> [Objective] Update the lines below by replacing every occurrence of "thickest" with "widest" and keeping all other text unchanged. Leave the pictures out of your answer.

> [The data]

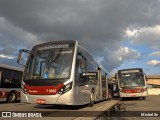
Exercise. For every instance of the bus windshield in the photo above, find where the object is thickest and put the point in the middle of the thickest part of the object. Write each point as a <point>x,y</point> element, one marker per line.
<point>49,64</point>
<point>131,80</point>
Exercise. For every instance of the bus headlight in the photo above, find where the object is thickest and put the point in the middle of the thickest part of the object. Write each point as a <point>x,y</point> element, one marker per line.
<point>24,90</point>
<point>65,88</point>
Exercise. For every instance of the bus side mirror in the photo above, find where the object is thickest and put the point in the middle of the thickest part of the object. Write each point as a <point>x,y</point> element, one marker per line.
<point>21,52</point>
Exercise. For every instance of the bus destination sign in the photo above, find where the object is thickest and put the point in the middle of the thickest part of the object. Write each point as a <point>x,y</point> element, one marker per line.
<point>51,46</point>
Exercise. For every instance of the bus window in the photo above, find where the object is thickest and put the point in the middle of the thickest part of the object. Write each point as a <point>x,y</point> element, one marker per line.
<point>16,78</point>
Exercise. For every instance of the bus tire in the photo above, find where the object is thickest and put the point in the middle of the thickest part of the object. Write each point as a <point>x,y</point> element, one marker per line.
<point>12,97</point>
<point>91,99</point>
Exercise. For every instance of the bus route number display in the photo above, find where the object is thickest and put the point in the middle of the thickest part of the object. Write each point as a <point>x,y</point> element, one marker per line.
<point>53,46</point>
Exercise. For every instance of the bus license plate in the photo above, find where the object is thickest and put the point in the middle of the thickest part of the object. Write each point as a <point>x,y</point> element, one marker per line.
<point>40,101</point>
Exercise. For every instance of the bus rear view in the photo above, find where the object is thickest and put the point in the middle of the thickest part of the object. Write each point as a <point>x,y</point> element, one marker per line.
<point>132,83</point>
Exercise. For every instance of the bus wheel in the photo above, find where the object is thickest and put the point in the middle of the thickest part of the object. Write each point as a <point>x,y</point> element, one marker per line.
<point>12,97</point>
<point>91,100</point>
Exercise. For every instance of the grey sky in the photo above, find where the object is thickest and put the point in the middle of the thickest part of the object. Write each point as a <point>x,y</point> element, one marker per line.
<point>99,25</point>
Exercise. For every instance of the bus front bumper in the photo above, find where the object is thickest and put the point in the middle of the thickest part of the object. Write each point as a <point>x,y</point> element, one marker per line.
<point>46,99</point>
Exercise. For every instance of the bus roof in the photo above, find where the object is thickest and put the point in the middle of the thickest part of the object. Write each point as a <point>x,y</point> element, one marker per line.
<point>10,67</point>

> [Exercise response]
Exercise. For every instance of the bus windshield in the photo above, find where the object is widest and put the point in the middle of the widest part of the object. Write each point as a <point>x,y</point> element, one marker per line.
<point>49,64</point>
<point>131,80</point>
Exercise. For every instance of the bus headlight in the photo above, find where the object is widest and put the point in the middle of the widest part of the object. Write each point as a <point>x,y</point> element, one marker per line.
<point>24,90</point>
<point>65,88</point>
Exercise. For every instance of the bus side mirror in the photo above, find where the object is widest and put the point in the middle of the widest part of the object. Write each point as a <point>x,y</point> element, one marker per line.
<point>21,52</point>
Exercise. For every instance of the bus destination sign in the photo above, find where the object is widest and put the point in the middle of the widest part of the object. Write each point as a <point>x,y</point> element, one marker per line.
<point>51,46</point>
Exercise. For every instance of the bus window in the photo above, find where the object is widest and put the point in the middle of the widest part of the object. Write each point as a <point>x,y</point> element, one marker per line.
<point>16,78</point>
Exercise. For every instance of the bus tire in the photo above, find where the object is widest and put the point in the middle of the widest part of the object. Write each point as a <point>x,y</point> element, one marker per line.
<point>12,97</point>
<point>91,99</point>
Exercise. For every instance of the bus route number display in the photo above, find where the object is widest and put the point in the middle of the widest part of the object. Write each point as a <point>x,y</point> element, one marker per line.
<point>53,46</point>
Exercise. For every instance of the bus license plate in the photo above, find where the object is widest and put the point in the middle of the widest part of the object. Write each point as a <point>x,y</point> element, one marker per line.
<point>40,101</point>
Exercise. For every instance of the bus rear view in the photo above, find where the object is widest and put the point in the middle of the widest part of the object. Write each point as a <point>x,y</point> element, one marker per line.
<point>132,83</point>
Exercise. For every instance of the bus wheel in the photo above, find where the object is widest and put the point in the middle of the widest part of the object. Write each point as a <point>x,y</point> element, one marker per line.
<point>12,97</point>
<point>91,100</point>
Exercise. For every instance of the grey sky in the photo above, find where the object is widest and put the point in the middle of the widest part of the object. Write each point as a <point>x,y</point> element, one marker per line.
<point>99,25</point>
Exercise. For every instance of the bus front bumper in the photo above, find where the object is widest and put the point in the middle of the widest part of the object. Write each point as a <point>x,y</point> element, one marker per line.
<point>46,99</point>
Exercise. For every instance of the bus roof in the photo above, find where the object is widest and put the point in the middle of the widest part of the object. Write each point as a <point>x,y</point> element, one marker per line.
<point>10,67</point>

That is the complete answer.